Start of EXTRACTED INFORMATION
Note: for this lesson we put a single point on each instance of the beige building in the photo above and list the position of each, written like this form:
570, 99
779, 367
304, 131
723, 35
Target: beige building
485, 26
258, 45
End of EXTRACTED INFORMATION
TASK: All entries above need to be copied verbatim.

SOLUTION FOR THIS PROBLEM:
Note: for this lesson we put a single point on each instance of the beige building in the photo above and list the position of each, written like this form:
570, 99
779, 367
304, 131
723, 35
Target: beige building
485, 26
258, 45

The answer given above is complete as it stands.